Written instruction: Copy every row below word for word, leaving out the pictures.

Given information:
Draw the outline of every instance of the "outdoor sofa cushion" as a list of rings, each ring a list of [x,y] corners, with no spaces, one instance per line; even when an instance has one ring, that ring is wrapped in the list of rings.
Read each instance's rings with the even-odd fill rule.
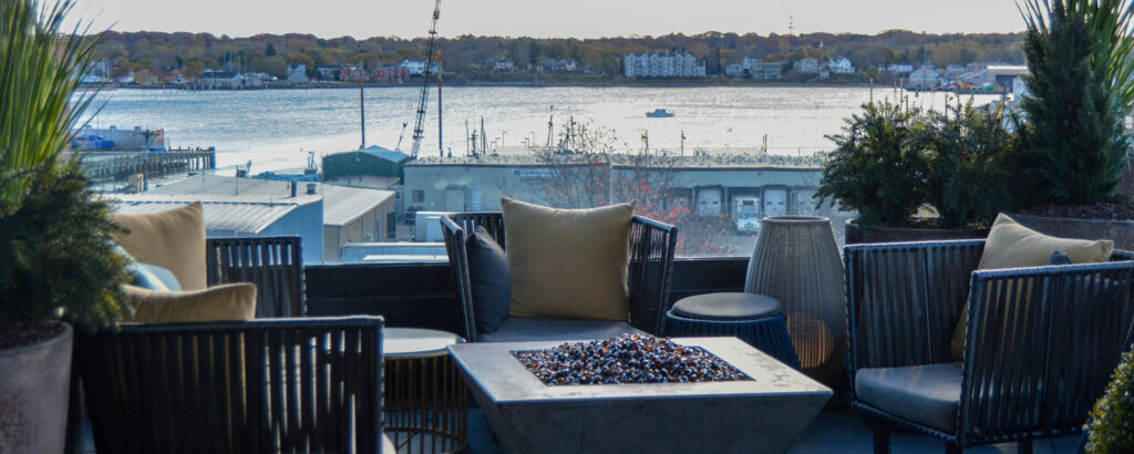
[[[200,202],[149,215],[115,215],[126,233],[113,234],[139,262],[174,271],[186,291],[204,289],[205,217]]]
[[[496,331],[508,318],[508,300],[511,299],[508,257],[483,226],[476,226],[465,241],[465,251],[476,331]]]
[[[154,292],[124,285],[136,322],[246,321],[256,317],[256,285],[236,283],[188,292]]]
[[[624,334],[644,334],[624,321],[568,320],[509,317],[494,333],[482,334],[481,342],[591,340]]]
[[[984,252],[976,269],[1001,269],[1042,267],[1051,264],[1052,255],[1059,251],[1073,263],[1098,263],[1110,259],[1115,242],[1110,239],[1073,239],[1048,236],[1024,227],[1007,215],[1000,213],[984,241]],[[960,361],[965,353],[965,323],[968,319],[968,302],[960,311],[957,327],[953,331],[949,352]]]
[[[858,369],[855,394],[878,410],[953,434],[960,406],[960,363]]]
[[[629,320],[626,275],[635,204],[557,210],[502,199],[508,314]]]

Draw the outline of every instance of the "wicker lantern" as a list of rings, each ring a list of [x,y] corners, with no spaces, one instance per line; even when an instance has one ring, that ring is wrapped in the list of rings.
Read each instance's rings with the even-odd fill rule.
[[[830,219],[764,218],[744,291],[779,300],[803,371],[833,388],[844,387],[843,260]]]

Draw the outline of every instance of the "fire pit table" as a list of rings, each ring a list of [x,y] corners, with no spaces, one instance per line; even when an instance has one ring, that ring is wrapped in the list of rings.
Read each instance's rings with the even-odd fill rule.
[[[449,352],[509,453],[779,453],[831,390],[734,337],[700,346],[752,380],[544,385],[513,352],[564,340],[450,345]]]

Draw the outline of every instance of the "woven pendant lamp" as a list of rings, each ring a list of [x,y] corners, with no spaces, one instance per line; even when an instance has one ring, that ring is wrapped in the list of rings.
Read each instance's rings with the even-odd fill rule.
[[[830,219],[784,216],[761,220],[744,291],[779,300],[804,373],[832,388],[844,387],[843,259]]]

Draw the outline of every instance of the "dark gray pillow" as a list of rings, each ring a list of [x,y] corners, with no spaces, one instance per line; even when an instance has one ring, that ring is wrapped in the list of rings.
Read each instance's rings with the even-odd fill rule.
[[[465,241],[465,251],[468,254],[468,281],[472,284],[469,291],[476,331],[496,331],[508,318],[508,300],[511,299],[508,257],[492,235],[480,226]]]

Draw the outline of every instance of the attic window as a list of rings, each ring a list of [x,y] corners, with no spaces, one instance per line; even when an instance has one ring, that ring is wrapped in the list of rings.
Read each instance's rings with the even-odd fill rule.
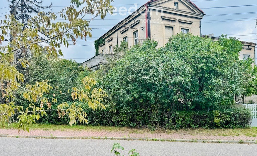
[[[174,5],[175,6],[175,9],[178,9],[178,2],[175,2]]]

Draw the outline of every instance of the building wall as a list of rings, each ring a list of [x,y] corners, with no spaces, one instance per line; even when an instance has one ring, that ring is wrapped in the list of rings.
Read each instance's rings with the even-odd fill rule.
[[[184,16],[174,14],[172,13],[164,12],[163,14],[156,10],[151,11],[151,38],[158,42],[158,47],[164,46],[171,36],[166,36],[165,27],[173,28],[173,35],[176,35],[180,33],[182,29],[188,30],[189,33],[195,36],[200,35],[200,19],[192,17],[186,17]],[[161,17],[178,19],[176,21],[162,18]],[[189,24],[179,22],[179,20],[192,22]],[[155,21],[156,23],[154,22]],[[159,22],[158,22],[160,21]]]
[[[128,37],[128,47],[134,45],[134,38],[133,37],[133,33],[137,31],[138,31],[140,40],[142,41],[144,40],[145,40],[146,32],[145,28],[141,28],[143,27],[145,28],[145,16],[144,14],[143,15],[140,15],[138,17],[136,20],[133,20],[131,22],[127,24],[123,25],[123,26],[122,28],[116,31],[115,33],[108,36],[108,37],[105,40],[105,43],[104,45],[102,46],[99,46],[99,53],[102,53],[102,50],[104,49],[105,54],[113,54],[113,52],[110,51],[109,50],[109,46],[112,45],[113,47],[112,51],[113,51],[113,47],[117,45],[117,43],[119,46],[120,45],[121,42],[123,41],[123,38],[126,36],[127,36]],[[130,25],[132,23],[135,22],[138,20],[139,20],[139,24],[132,28],[130,27]],[[120,32],[123,29],[127,27],[128,27],[129,29],[127,31],[123,33]],[[118,33],[117,41],[117,33]],[[112,38],[113,38],[112,40],[109,42],[107,42],[107,41],[108,40]]]
[[[250,55],[250,57],[255,59],[255,45],[252,44],[245,44],[243,46],[242,51],[239,53],[239,58],[241,59],[244,59],[244,56],[246,56]],[[253,63],[253,66],[255,63]]]
[[[166,36],[164,30],[166,26],[173,27],[173,35],[180,33],[182,28],[188,30],[189,33],[194,35],[201,35],[200,21],[204,14],[200,13],[199,11],[196,11],[195,9],[190,9],[191,8],[190,7],[192,7],[187,5],[185,3],[180,3],[178,9],[175,9],[174,3],[175,1],[175,0],[163,0],[155,1],[156,2],[148,5],[148,11],[150,12],[151,18],[151,35],[149,37],[158,42],[158,47],[165,46],[168,42],[168,38],[172,36]],[[120,45],[121,42],[126,36],[128,37],[128,47],[134,45],[133,33],[136,31],[138,31],[140,42],[145,39],[146,36],[146,29],[147,28],[146,9],[145,6],[142,6],[138,10],[138,12],[133,13],[127,20],[123,20],[123,22],[114,27],[114,30],[109,31],[102,36],[105,42],[104,44],[99,46],[99,53],[103,53],[103,50],[104,50],[105,54],[113,54],[111,51],[113,51],[113,47],[117,44]],[[163,18],[163,17],[165,18]],[[171,18],[172,20],[167,20],[167,18],[168,19]],[[139,21],[139,24],[133,27],[131,26],[132,23],[137,20]],[[182,22],[181,20],[186,22]],[[189,23],[187,23],[187,22]],[[128,28],[127,31],[124,33],[121,33],[126,28]],[[111,41],[108,41],[112,38]],[[111,45],[112,47],[112,51],[109,49],[109,47]]]

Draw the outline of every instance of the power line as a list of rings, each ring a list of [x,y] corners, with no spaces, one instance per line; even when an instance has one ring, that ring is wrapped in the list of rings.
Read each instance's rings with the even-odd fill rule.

Written solution:
Draw the outline of every instance of the "outdoor sofa cushion" as a list of rings, each ring a list of [x,y] corners, with no spaces, one instance per line; even when an instance has one ring, that ring is wrapped in the list of rings.
Read each instance's rings with the even-odd fill rule.
[[[200,202],[149,215],[115,215],[126,233],[113,234],[139,262],[174,271],[186,291],[204,289],[205,217]]]
[[[496,331],[508,318],[508,300],[511,299],[508,257],[483,226],[476,226],[465,241],[465,251],[476,331]]]
[[[154,292],[124,285],[136,322],[246,321],[256,317],[256,285],[236,283],[188,292]]]
[[[624,334],[644,334],[624,321],[568,320],[509,317],[494,333],[482,334],[481,342],[591,340]]]
[[[984,252],[976,269],[1001,269],[1042,267],[1051,264],[1052,255],[1059,251],[1073,263],[1098,263],[1110,259],[1115,242],[1110,239],[1073,239],[1048,236],[1024,227],[1007,215],[1000,213],[984,241]],[[960,361],[965,353],[965,323],[968,319],[968,302],[960,311],[957,327],[953,331],[949,352]]]
[[[858,369],[855,394],[878,410],[953,434],[960,406],[960,363]]]
[[[629,320],[626,275],[635,204],[557,210],[502,199],[508,314]]]

Draw the outline of every instance of the "wicker lantern" as a list of rings, each ring a list of [x,y] corners, with no spaces, one instance per line; even when an instance has one ring, that ring is wrapped in the list of rings.
Read each instance's rings with the even-odd fill rule.
[[[830,219],[764,218],[744,291],[779,300],[803,371],[833,388],[844,387],[843,260]]]

Draw the outline of every instance of the "fire pit table" as a list of rings, each ring a list of [x,y] corners, with no spaces, one instance per line; even when an instance has one ring, that ring is wrapped in the list of rings.
Read each instance's rings with the even-odd fill rule.
[[[449,352],[509,453],[779,453],[831,390],[734,337],[700,346],[752,380],[544,385],[513,352],[564,340],[450,345]]]

Draw the outline of every instance of the "woven pendant lamp" as a list of rings, each ring a list of [x,y] corners, with no spaces, one instance per line; even when an instance has one ring, that ring is wrapped in the list of rings.
Read each instance's rings with the even-odd fill rule.
[[[830,219],[784,216],[761,220],[744,291],[779,300],[804,373],[832,388],[844,387],[843,259]]]

Draw the outline of every instance of the "dark gray pillow" as a list of rings, each ring a list of [x,y] corners, with no spaces, one instance per line; even when an instance has one ring, that ring is wrapped in the list of rings.
Read each instance's rings with the even-odd fill rule.
[[[465,241],[465,251],[468,254],[468,281],[472,284],[469,291],[476,331],[496,331],[508,318],[508,300],[511,299],[508,257],[492,235],[480,226]]]

Draw the outline of every instance of the attic window as a list of rings, each ring a list of [x,y] corners, with no spaces, one instance per line; even when an instance has one ring, that ring is wrapped in the list of rings.
Read each instance's rings with the even-odd fill rule.
[[[174,5],[175,6],[175,9],[178,9],[178,2],[175,2]]]

Draw the outline of every instance of the building wall as a list of rings, each ring a list of [x,y] corners, with no spaces, one instance per line; even when an instance has one ring, that ring is wrapped in the list of rings.
Read each instance's rings with the even-odd fill rule.
[[[184,16],[174,14],[172,13],[164,12],[163,14],[156,10],[151,11],[151,38],[158,42],[158,47],[164,46],[171,36],[166,36],[165,27],[173,28],[173,35],[176,35],[180,33],[182,29],[188,30],[189,33],[195,36],[200,35],[200,19],[192,17],[186,17]],[[161,17],[178,19],[176,21],[162,18]],[[189,24],[179,22],[179,20],[192,22]],[[155,21],[156,23],[154,22]],[[159,22],[158,22],[160,21]]]
[[[128,37],[128,47],[134,45],[134,38],[133,37],[133,33],[137,31],[138,31],[140,40],[142,41],[144,40],[145,40],[146,32],[145,28],[141,28],[143,27],[145,28],[145,16],[144,14],[143,15],[140,15],[138,17],[136,20],[133,20],[131,22],[127,24],[123,25],[123,26],[122,28],[116,31],[115,33],[108,36],[108,37],[105,40],[105,43],[104,45],[102,46],[99,46],[99,53],[102,53],[102,50],[104,49],[105,54],[113,54],[113,52],[110,51],[109,50],[109,46],[112,45],[113,47],[112,51],[113,51],[113,47],[117,45],[117,43],[119,46],[120,45],[121,42],[123,41],[123,38],[126,36],[127,36]],[[130,25],[132,23],[135,22],[138,20],[139,20],[139,24],[132,28],[130,27]],[[120,32],[123,29],[127,27],[128,27],[129,29],[127,31],[123,33]],[[118,33],[117,41],[117,33]],[[112,38],[113,38],[112,40],[109,42],[107,42],[107,41],[108,40]]]
[[[250,55],[250,57],[255,59],[255,45],[252,44],[245,44],[243,46],[242,51],[239,53],[239,58],[241,59],[244,59],[244,56],[246,56]],[[253,63],[253,66],[255,63]]]
[[[166,36],[164,30],[166,26],[173,27],[173,35],[180,33],[182,28],[188,30],[189,33],[194,35],[201,35],[200,21],[204,14],[200,13],[199,11],[196,11],[195,9],[190,9],[191,8],[190,7],[192,7],[187,5],[185,3],[180,3],[178,9],[175,9],[174,3],[175,1],[175,0],[163,0],[155,1],[156,2],[148,5],[148,11],[150,12],[151,18],[151,35],[149,37],[158,42],[158,47],[165,46],[168,42],[168,38],[172,36]],[[120,45],[121,42],[126,36],[128,37],[128,47],[134,45],[133,33],[136,31],[138,31],[140,42],[145,39],[146,36],[146,29],[147,28],[146,9],[145,6],[142,6],[138,10],[138,12],[133,13],[127,20],[123,20],[123,22],[114,27],[114,30],[109,31],[102,36],[105,42],[104,44],[99,46],[99,53],[103,53],[103,50],[104,50],[105,54],[113,54],[111,51],[113,51],[113,47],[117,44]],[[163,18],[163,17],[165,18]],[[171,18],[172,20],[167,20],[167,18],[168,19]],[[139,21],[139,24],[133,27],[131,26],[132,23],[137,20]],[[182,22],[181,20],[186,22]],[[189,23],[187,23],[187,22]],[[128,28],[127,31],[124,33],[121,33],[126,28]],[[111,41],[108,41],[112,38]],[[111,45],[112,47],[112,51],[109,49],[109,47]]]

Draw the outline of every instance of the power line as a list of rings, each ring a list of [x,y] corners, with no spaces, one instance per line; even when an instance has one ring, that ring is wrapped in the list of rings.
Read each instance's rings with the even-odd fill rule.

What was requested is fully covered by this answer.